All messages are supported on at least Windows 2000, so we're good using them all.
There does not seem to be an equivalent to the mouse entered signal provided by GTK+ and Cocoa. There *is* an equivalent to mouse left (`WM_MOUSELEAVE`), but it requires tracking support, which has to be set up in special ways.
Finally, the Alt key has to be retrieved a differnet way. [This](http://stackoverflow.com/questions/9205534/win32-mouse-and-keyboard-combination) says we can use `GetKeyState(VK_MENU)`.
- button ID of event, with order 1 - left, 2 - middle, 3 - right
`GdkEventCrossing` tells us
- whether this was an enter or a leave
- x and y positions of event
- "crossing mode" and "notification type" [not sure if I'll need these - https://developer.gnome.org/gdk3/stable/gdk3-Event-Structures.html#GdkEventCrossing]
(thanks to Daniel_S and daniels (two different people) in irc.gimp.net/#gtk+) (note: the GDK 3.4 documentation has a rather complex description of what `gdk_keymap_add_virtual_modifiers()` does; the latest version has a much better description)
...almost. `NSEvent` doesn't record mouse position directly, but rather relative to the view's parent window. The NSView Programming Guide says we can do
For the button number, there's `-[e buttonNumber]`. The exact number is described below. The reference also says "This method is intended for use with the NSOtherMouseDown, NSOtherMouseUp, and NSOtherMouseDragged events, but will return values for NSLeftMouse... and NSRightMouse... events also.", so since we build our class at runtime, we can just assign the same implementation function to each type of event (the `sel` argument will differ, but since we can just get the button number directly we don't have to worry).
The click count is specified in `-[e clickCount]`, so we can distinguish between single-click and double-click easily. Note "Returns 0 for a mouse-up event if a time threshold has passed since the corresponding mouse-down event. This is because if this time threshold passes before the mouse button is released, it is no longer considered a mouse click, but a mouse-down event followed by a mouse-up event.". The Event Programing Guide says "Find out how many mouse clicks occurred in quick succession (clickCount); multiple mouse clicks are conceptually treated as a single mouse-down event within a narrow time threshold (although they arrive in a series of mouseDown: messages). As with modifier keys, a double- or triple-click can change the significance of a mouse event for an application. (See Listing 4-3 for an example.)" which indicates that a click event is sent before a double-click.

[Task description]: Extend the notes on mouse events in Windows, GTK+ and Cocoa, starting right after their final sentence.

[Dataset excerpt]:
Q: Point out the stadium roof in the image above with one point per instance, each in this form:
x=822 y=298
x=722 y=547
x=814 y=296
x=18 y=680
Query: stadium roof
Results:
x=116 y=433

[Exercise result]:
`-[e modifierFlags]` gives us the modifier flags. The flag reference is https://developer.apple.com/library/mac/documentation/Cocoa/Reference/ApplicationKit/Classes/NSEvent_Class/Reference/Reference.html#//apple_ref/doc/uid/20000016-SW14 - no info on left/right keys seems to be provided.
The first held mouse button could be handled by the drag events. The rest can be grabbed with `+[NSEvent pressedMouseButtons]` (thanks to Psy| in irc.freenode.net/#macdev for confirming)
Also according to Psy|, the bit order of `pressedMouseButtons` corresponds to the `buttonNumber`, so 0 is the left button, 1 is the right button, 2 is the middle button, and so on.
// (TODO "If additional buttons are supported, they will be returned with 4 being the first additional button (XBUTTON1 on Windows), 5 being the second (XBUTTON2 on Windows), and so on."?) (TODO get the user-facing name for XBUTTON1/2; find out if there's a way to query available button count)
> Note: all messages here except `WM_UNICHAR` work on Windows 2000 and newer and require us to return 0 on handled. All messages (including `WM_UNICHAR` take the same parameter format.
Windows distinguishes between typical user input and "system keys"; system keys constitute three conditions:
* Alt+(any key)
* F10 (in some cases? *TODO*)
* any key when there is no active window on screen
System keys are special: if we don't handle them explicitly, we have to send them up to the `DefWindowProc()`. If we don't, things like Alt+Tab (!) won't be handled.
The `TranslateMessage()` call that appears in the message loop takes key down events, and if possible, converts them into Unicode character requests, handling IME properly. The key down events are not removed; new character events are inserted instead. There does not seem to be a good way to tell if one (or more! different parts of the docs say different things about how many character events come in per key down event **TODO**) has been inserted except with `PeekMessage()`, as `TranslateMessage()` always returns nonzero if a key down event is passed in, regardless of whether or not it was converted.
There's a lot of information in the high word of the LPARAM, but none of that is really important (and is useless for the character messages because of multi-character codes; it'll just match the last key down event). GLFW does use bit 24, the "extended key" bit, to differentiate between left and right keys (which is documented0, however there are some catches that we'll get to in a bit. For reference, though, the docs say
> For enhanced 101- and 102-key keyboards, extended keys are the right ALT and the right CTRL keys on the main section of the keyboard; the INS, DEL, HOME, END, PAGE UP, PAGE DOWN and arrow keys in the clusters to the left of the numeric keypad; and the divide (/) and ENTER keys in the numeric keypad. Some other keyboards may support the extended-key bit in the lParam parameter.
I'm not entirely sure if this is the case, but GLFW seems to think Windows sends the base `VK_xxx` codes on keys that have both left and right equivalents, not the dedicated `VK_Lxxx`/`VK_Rxxx` codes. (Compatibility?) For most cases, the extended key bit mentioned above is sufficient to differentiate. There are two exceptions
* Shift requires [checking the hardware scancode](https://github.com/glfw/glfw/blob/master/src/win32_window.c#L182) (which, fortunately, Windows provides a way to find out from the virtual key code at runtime)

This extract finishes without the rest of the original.